BEGIN Excerpted text
2016-10-14 Thread Bill Fischofer
Hi Jerin,

This looks reasonable and seems a welcome addition to DPDK. A few questions
noted inline:

On Tue, Oct 11, 2016 at 2:30 PM, Jerin Jacob  wrote:

> Thanks to Intel and NXP folks for the positive and constructive feedback
> I've received so far. Here is the updated RFC(v2).
>
> I've attempted to address as many comments as possible.
>
> This series adds rte_eventdev.h to the DPDK tree with
> adequate documentation in doxygen format.
>
> Updates are also available online:
>
> Related draft header file (this patch):
> https://rawgit.com/jerinjacobk/libeventdev/master/rte_eventdev.h
>
> PDF version(doxgen output):
> https://rawgit.com/jerinjacobk/libeventdev/master/librte_eventdev_v2.pdf
>
> Repo:
> https://github.com/jerinjacobk/libeventdev
>
> v1..v2
>
> - Added Cavium, Intel, NXP copyrights in header file
>
> - Changed the concept of flow queues to flow ids.
END Excerpted text
BEGIN Available data
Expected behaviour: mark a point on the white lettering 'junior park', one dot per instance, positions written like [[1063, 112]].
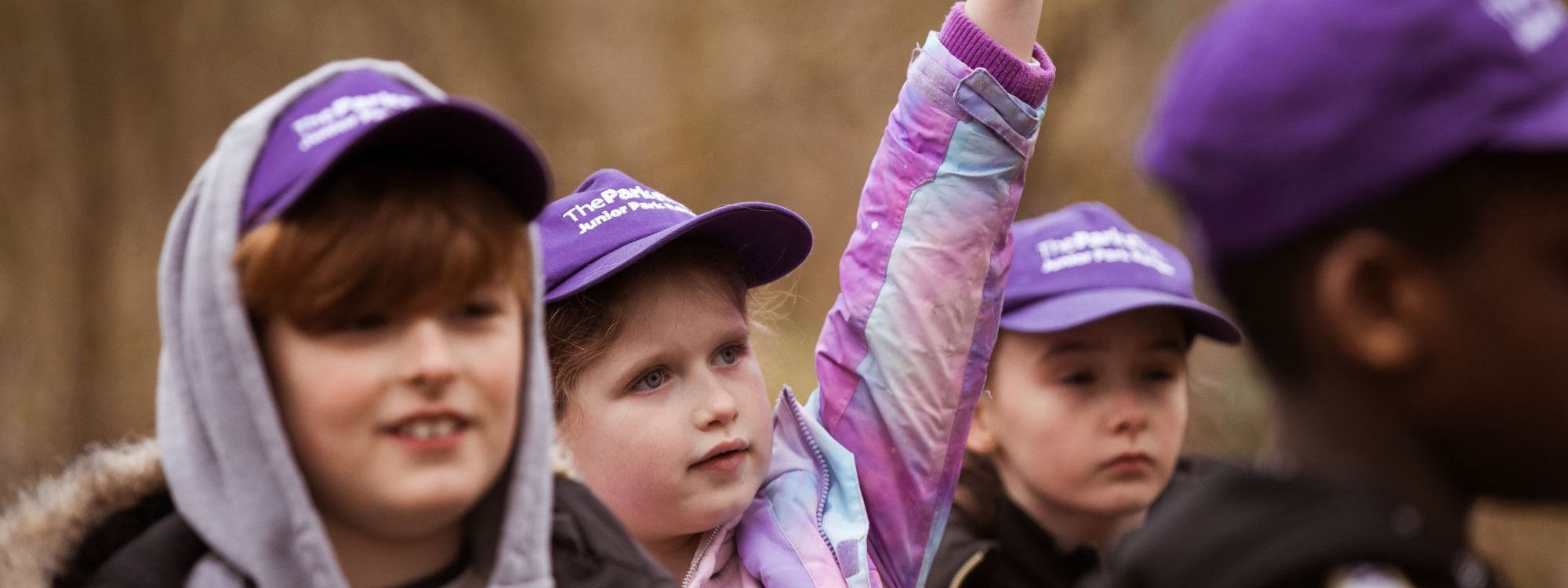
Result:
[[603, 209], [1102, 247], [347, 114]]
END Available data
**Required work:**
a - In the eventdev mailing-list thread, which header file does the series add to the DPDK tree?
b - Translate this sentence from the eventdev mailing-list thread into Spanish: "I've attempted to address as many comments as possible."
c - Continue the eventdev mailing-list thread from the point where it stops.

**Answers in order:**
a - rte_eventdev.h

b - He intentado atender tantos comentarios como ha sido posible.

c -
> This is avoid dictating a specific structure to hold the flows.
> A s/w implementation can do atomic load balancing on multiple
> flow ids more efficiently than maintaining each event in a specific flow
> queue.
>
> - Change the scheduling group to event queue.
> A scheduling group is more a stream of events, so an event queue is a
> better
>  abstraction.
>
> - Introduced event port concept, Instead of trying eventdev access to the
> lcore,
> a higher level of abstraction called event port is needed which is the
> application i/f to the eventdev to dequeue and enqueue the events.
> One or more event queues can be linked to single event port.
> There can be more than one event port per lcore allowing multiple
> lightweight
> threads to have their own i/f into eventdev, if the implementation
> supports it.
> An event port will be bound to a lcore or a lightweight thread to keep
> portable application workflow.
> An event port abstraction also encapsulates dequeue depth and enqueue
> depth for
> a scheduler implementations which can schedule multiple events at a time
> and
> output events that can be buffered.
>
> - Added configuration options with event queue(nb_atomic_flows,
> nb_atomic_order_sequences, single consumer etc)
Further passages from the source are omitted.